■ STATED PROBLEM:
Format the records below as a JSON list of strings, one string per line, beginning at the line that contains "In this exercise you will locate the man's short" and stopping after the line that contains "<point>109,83</point>". Leave out blank lines and omit the pictures.

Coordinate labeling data
++++++++++

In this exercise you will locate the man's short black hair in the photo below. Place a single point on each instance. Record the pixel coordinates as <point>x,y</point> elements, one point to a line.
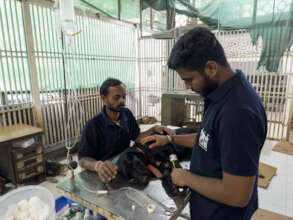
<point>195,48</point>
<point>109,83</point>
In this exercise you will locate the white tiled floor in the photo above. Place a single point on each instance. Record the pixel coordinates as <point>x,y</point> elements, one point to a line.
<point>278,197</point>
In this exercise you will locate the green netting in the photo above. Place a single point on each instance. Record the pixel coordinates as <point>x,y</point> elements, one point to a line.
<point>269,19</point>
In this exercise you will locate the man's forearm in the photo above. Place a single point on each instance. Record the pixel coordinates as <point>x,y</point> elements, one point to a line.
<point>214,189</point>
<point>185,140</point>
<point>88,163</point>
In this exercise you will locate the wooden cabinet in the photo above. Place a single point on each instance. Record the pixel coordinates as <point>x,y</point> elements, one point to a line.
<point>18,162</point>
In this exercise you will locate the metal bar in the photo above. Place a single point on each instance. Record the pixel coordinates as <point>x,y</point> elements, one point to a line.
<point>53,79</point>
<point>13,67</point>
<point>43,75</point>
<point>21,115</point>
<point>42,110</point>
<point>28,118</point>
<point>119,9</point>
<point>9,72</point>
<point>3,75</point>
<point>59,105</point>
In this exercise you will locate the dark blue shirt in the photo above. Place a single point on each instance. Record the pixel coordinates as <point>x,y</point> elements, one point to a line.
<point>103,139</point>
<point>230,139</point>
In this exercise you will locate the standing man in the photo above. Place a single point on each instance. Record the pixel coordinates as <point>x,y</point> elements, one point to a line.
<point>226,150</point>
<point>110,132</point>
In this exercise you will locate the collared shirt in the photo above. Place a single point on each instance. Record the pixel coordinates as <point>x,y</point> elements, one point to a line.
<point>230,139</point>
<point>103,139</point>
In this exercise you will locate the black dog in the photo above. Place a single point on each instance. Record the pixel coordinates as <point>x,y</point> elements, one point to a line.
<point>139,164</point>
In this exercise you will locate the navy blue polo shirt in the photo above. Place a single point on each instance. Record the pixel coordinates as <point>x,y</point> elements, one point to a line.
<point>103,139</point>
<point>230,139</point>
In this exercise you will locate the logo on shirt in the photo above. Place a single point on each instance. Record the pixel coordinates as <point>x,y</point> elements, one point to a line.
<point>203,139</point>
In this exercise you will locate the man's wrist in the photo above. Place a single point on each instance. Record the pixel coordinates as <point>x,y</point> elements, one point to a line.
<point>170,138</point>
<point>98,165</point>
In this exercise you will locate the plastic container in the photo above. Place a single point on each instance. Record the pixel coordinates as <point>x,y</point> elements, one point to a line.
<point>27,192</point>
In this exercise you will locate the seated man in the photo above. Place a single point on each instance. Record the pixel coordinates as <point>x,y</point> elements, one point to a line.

++++++++++

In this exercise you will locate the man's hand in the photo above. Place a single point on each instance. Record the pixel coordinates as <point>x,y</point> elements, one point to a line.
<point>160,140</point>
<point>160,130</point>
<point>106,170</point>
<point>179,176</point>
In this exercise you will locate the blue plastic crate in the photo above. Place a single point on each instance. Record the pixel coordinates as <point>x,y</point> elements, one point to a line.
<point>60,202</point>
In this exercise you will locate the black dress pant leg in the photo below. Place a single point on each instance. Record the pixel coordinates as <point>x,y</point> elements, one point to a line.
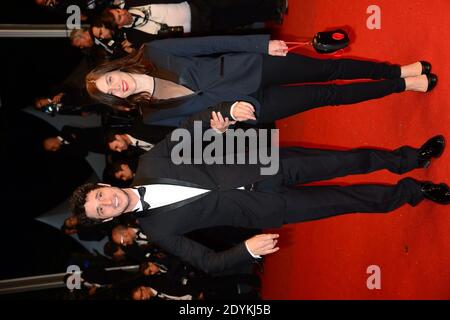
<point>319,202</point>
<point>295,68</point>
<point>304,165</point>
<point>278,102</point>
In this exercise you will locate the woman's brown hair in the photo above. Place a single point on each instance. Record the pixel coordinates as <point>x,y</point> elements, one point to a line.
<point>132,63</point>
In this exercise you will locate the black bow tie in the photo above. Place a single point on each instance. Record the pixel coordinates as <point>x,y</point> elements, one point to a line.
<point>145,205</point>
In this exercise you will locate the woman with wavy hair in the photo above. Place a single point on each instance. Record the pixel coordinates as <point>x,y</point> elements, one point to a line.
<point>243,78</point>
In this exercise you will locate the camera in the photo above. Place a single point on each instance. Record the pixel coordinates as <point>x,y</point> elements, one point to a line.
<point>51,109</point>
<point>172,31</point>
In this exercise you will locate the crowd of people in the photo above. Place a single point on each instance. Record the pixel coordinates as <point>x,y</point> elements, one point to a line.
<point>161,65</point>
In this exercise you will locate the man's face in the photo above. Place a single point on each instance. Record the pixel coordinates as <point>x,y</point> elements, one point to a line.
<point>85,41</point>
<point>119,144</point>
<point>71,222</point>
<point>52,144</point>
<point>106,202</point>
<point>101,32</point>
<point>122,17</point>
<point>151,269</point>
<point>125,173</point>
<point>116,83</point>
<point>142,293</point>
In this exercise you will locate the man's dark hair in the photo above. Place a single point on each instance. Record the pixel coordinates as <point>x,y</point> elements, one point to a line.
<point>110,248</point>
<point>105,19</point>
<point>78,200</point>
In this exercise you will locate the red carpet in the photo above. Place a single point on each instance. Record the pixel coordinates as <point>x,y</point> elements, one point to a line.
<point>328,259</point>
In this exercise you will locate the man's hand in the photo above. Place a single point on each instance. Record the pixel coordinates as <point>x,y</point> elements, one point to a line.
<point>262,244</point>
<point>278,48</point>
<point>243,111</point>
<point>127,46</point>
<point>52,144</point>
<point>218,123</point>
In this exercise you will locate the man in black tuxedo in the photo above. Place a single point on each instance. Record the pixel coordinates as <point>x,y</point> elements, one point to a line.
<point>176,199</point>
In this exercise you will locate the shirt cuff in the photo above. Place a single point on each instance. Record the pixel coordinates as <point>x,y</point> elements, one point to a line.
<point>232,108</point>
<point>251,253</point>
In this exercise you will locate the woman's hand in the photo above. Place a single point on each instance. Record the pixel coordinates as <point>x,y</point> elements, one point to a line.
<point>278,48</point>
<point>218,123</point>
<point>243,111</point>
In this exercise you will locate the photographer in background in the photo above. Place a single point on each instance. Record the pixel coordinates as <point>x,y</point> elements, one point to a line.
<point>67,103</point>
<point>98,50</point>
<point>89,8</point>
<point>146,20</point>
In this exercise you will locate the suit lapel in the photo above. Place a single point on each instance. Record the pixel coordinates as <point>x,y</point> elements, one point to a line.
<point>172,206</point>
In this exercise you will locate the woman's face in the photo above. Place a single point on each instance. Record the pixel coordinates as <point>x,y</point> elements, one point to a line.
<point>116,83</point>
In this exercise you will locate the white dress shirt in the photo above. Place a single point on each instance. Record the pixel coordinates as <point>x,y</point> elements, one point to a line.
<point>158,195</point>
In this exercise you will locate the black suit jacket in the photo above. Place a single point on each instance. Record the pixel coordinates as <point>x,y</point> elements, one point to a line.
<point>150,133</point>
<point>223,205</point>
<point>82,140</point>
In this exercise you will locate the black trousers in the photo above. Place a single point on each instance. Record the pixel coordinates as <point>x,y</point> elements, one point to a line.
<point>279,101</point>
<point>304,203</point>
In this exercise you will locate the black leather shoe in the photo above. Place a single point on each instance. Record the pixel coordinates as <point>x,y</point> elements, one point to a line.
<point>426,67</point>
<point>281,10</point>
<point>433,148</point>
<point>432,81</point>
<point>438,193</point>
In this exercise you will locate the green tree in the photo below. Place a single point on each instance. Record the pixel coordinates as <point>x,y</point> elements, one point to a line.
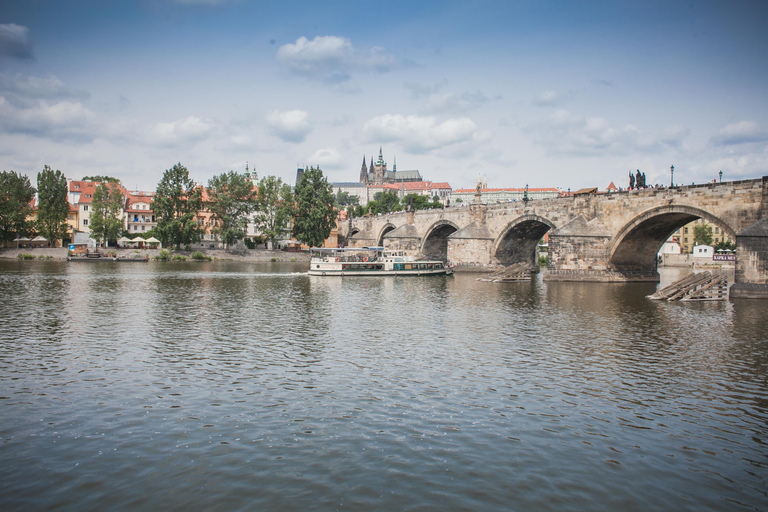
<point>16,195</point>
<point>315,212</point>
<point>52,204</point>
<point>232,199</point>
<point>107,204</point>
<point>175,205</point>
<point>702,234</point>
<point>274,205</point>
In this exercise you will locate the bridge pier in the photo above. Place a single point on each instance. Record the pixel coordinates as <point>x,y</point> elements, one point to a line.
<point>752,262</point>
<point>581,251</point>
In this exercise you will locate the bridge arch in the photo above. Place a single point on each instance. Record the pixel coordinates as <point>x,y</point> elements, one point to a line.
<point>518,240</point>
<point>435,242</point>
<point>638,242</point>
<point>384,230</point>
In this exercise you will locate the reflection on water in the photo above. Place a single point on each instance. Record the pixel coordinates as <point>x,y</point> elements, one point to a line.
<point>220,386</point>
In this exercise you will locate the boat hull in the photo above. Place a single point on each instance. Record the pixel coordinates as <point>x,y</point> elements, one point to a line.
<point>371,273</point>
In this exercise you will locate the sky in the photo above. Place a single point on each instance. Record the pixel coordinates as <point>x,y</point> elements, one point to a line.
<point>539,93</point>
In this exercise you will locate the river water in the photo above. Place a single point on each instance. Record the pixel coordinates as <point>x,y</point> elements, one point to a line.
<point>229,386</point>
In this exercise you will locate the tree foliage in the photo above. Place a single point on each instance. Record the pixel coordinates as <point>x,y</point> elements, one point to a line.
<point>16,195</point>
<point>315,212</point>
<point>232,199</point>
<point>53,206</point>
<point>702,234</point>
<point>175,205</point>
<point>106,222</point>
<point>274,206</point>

++++++++++

■ EXERCISE RESULT:
[
  "In this exercise you will locate the man's short black hair in the photo below. Place a single point on each instance. Record the pixel coordinates as <point>x,y</point> elements, one point to a line.",
  "<point>195,48</point>",
  "<point>109,83</point>"
]